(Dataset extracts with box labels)
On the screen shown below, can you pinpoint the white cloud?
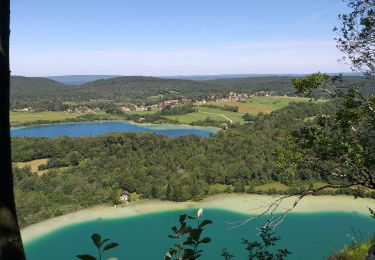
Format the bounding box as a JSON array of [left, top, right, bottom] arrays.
[[11, 40, 349, 76]]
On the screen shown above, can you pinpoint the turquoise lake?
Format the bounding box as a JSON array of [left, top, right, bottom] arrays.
[[25, 209, 375, 260], [11, 122, 216, 138]]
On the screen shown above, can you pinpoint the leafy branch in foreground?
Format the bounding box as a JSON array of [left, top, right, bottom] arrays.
[[77, 233, 119, 260], [242, 225, 291, 260], [164, 209, 213, 260]]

→ **DIRECTIVE**: Copy the entire listing above word for word, leaving the pictures out.

→ **FINISHED EXERCISE**:
On the screen shown below, can you pinpoint the white cloud?
Format the bounding box as a JSON array of [left, top, right, bottom] arrays.
[[11, 40, 349, 76]]
On the screen shown above, can you pinpoint the turquoise lake?
Format the bounding box as a JSON array of [left, top, right, bottom] arrays.
[[25, 209, 375, 260], [11, 122, 216, 138]]
On the screen shown above, can you pinpoint the leafy branch in foreground?
Format the bounding box as a JSON array of [left, top, right, bottom] arrays.
[[77, 233, 119, 260], [242, 225, 291, 260], [164, 209, 213, 260]]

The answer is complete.